Supplied material:
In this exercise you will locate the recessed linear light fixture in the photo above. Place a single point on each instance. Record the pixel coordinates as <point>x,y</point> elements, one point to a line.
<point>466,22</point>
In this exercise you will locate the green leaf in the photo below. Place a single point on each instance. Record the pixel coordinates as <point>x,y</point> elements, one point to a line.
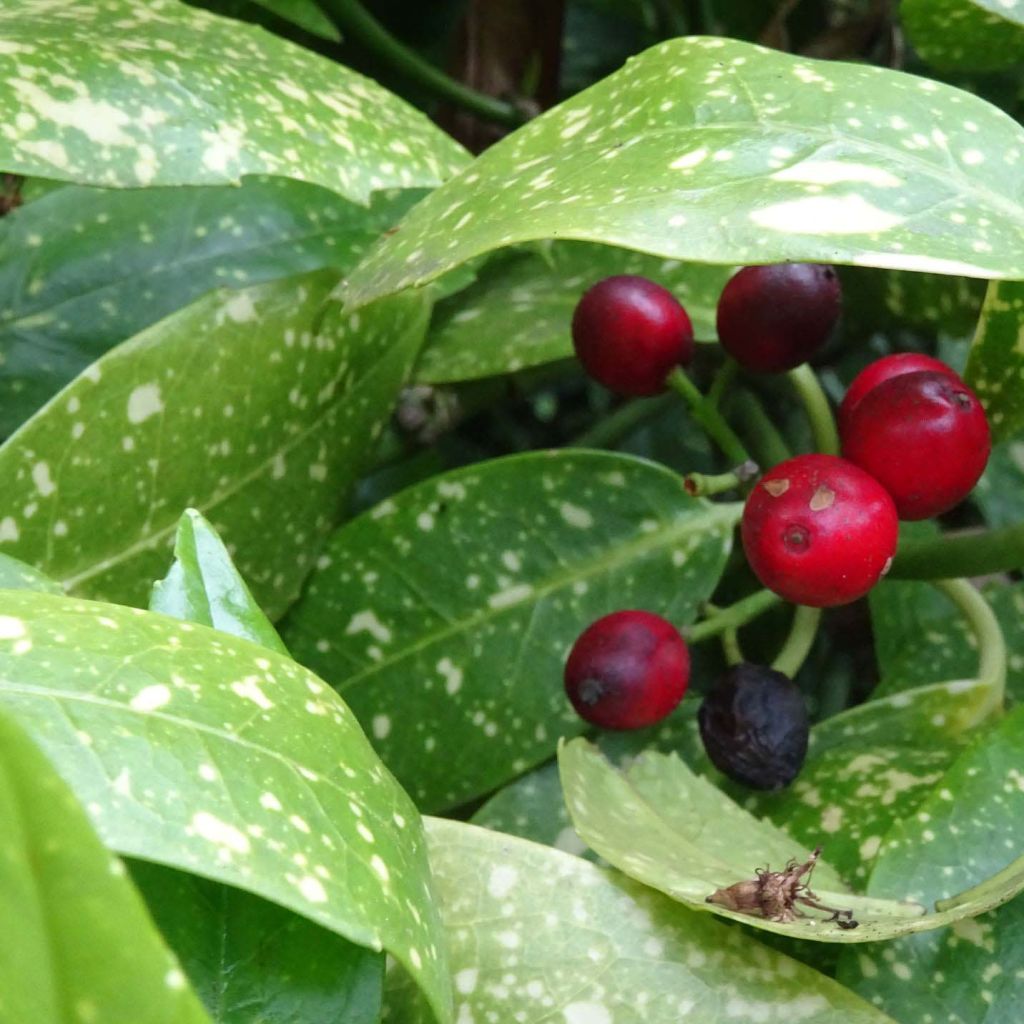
<point>81,269</point>
<point>973,824</point>
<point>995,366</point>
<point>518,313</point>
<point>966,35</point>
<point>720,152</point>
<point>534,548</point>
<point>78,944</point>
<point>17,576</point>
<point>664,825</point>
<point>538,936</point>
<point>216,756</point>
<point>239,407</point>
<point>251,961</point>
<point>114,93</point>
<point>204,587</point>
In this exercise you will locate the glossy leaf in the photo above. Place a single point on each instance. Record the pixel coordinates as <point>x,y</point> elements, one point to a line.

Exercise aim: Repeat all of the records above, swapping "single point" for "lone marker" wherever it occurs and keeping everything else unchanged. Leave the pictures out.

Full solution:
In this exercise you will locate the recessed linear light fixture in the photo above. Place a lone marker on each instance. Record the pixel coordinates as <point>x,y</point> elements, one point to a line.
<point>466,22</point>
In this exercise you will locate the green leaf in the photo below. Place a lone marker on each instance. Record the pixel coordinates as <point>x,y</point> elements, one point to a line.
<point>81,269</point>
<point>973,824</point>
<point>995,366</point>
<point>518,313</point>
<point>966,35</point>
<point>720,152</point>
<point>534,548</point>
<point>78,944</point>
<point>17,576</point>
<point>664,825</point>
<point>538,936</point>
<point>216,756</point>
<point>239,407</point>
<point>251,961</point>
<point>114,93</point>
<point>204,587</point>
In this exercise you will locate the glossy leaf in the photo above. Place a lone marker on each instance. Record the pixel coordinates as <point>x,y</point> elements, one point to a line.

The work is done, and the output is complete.